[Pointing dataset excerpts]
┄┄┄┄┄┄

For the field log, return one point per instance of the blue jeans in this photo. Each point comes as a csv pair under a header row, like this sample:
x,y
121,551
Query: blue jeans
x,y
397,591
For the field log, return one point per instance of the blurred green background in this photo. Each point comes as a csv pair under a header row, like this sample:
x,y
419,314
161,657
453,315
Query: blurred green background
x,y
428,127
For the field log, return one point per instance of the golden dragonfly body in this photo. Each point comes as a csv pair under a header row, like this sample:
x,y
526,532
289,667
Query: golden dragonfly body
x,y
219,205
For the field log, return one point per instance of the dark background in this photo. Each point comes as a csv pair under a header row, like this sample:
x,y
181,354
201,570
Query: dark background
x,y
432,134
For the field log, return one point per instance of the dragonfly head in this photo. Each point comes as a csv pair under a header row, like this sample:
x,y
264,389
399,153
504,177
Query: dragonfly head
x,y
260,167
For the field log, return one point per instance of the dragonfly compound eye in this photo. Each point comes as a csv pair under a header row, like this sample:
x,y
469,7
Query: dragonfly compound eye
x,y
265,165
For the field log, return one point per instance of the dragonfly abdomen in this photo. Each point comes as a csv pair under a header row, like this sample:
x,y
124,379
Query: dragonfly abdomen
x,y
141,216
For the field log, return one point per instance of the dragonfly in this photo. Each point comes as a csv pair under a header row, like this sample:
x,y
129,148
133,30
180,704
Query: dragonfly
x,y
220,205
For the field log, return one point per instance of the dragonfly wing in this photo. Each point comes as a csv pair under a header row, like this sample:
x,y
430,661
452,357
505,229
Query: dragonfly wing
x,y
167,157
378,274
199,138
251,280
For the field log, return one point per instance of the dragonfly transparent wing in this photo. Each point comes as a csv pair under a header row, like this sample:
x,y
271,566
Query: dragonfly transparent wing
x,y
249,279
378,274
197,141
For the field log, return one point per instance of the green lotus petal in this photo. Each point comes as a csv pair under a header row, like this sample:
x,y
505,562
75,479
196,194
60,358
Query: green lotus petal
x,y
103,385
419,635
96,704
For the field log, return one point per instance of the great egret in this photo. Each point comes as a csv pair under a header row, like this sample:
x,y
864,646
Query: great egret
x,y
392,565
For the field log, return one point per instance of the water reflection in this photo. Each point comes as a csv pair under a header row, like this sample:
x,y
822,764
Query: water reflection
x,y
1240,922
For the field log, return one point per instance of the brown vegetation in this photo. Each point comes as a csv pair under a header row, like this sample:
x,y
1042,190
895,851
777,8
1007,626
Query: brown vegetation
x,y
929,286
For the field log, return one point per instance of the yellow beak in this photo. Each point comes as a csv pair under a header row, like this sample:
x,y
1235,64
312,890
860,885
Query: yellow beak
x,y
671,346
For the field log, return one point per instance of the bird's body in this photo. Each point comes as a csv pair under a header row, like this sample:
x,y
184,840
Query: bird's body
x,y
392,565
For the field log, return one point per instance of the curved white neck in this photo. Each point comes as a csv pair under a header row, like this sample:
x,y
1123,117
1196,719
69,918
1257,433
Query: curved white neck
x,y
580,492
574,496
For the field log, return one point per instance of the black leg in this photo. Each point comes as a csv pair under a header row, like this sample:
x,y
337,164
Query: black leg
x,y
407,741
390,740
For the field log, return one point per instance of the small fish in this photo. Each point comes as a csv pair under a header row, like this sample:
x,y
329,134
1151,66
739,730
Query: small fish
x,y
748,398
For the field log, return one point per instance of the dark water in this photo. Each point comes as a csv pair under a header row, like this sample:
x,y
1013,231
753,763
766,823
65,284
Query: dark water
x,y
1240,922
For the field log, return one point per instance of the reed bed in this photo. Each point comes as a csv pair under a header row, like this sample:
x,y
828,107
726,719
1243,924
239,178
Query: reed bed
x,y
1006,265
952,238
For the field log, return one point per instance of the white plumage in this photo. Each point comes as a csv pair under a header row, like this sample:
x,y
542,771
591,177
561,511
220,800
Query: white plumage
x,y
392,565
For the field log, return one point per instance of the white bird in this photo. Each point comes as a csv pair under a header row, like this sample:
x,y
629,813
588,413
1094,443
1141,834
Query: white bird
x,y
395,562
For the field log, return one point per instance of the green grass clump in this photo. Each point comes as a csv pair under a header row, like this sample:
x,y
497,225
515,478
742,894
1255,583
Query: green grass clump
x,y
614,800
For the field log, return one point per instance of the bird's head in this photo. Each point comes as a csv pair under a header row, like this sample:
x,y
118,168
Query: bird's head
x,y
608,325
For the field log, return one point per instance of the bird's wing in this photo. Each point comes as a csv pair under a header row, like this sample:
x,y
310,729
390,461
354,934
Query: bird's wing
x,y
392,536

┄┄┄┄┄┄

• [GOAL]: Rescale the material starting at the line that has "the white bird" and stopping after the end of the material. Rewrite every line in that span, multiplying each answer coordinate by 2.4 and rounding to a whole number with halves rounded up, and leave every other line as it stands.

• [RIGHT ANSWER]:
For the field log, return one point per instance of the white bird in this photo. Each point comes as a csv pair under a header row, like this sample:
x,y
629,813
588,413
1094,443
1141,834
Query: white bird
x,y
948,1349
For the field log, return one point per instance of the green grass clump in this photo. Each point comes as a csv pair under a header row, like this sample:
x,y
497,225
515,478
742,894
1255,583
Query: green grass clump
x,y
1474,1920
For the field log, return one point per instance of the bird's head in this photo. Each point comes as a csv pair under a header row, like this sample:
x,y
118,168
Query: bird's head
x,y
1459,780
For the field log, return one point per instance of the bird's wing in this photo. Each point comes as a csv pair under a header row, like this sample:
x,y
310,729
390,461
354,934
Query: bird's wing
x,y
941,1286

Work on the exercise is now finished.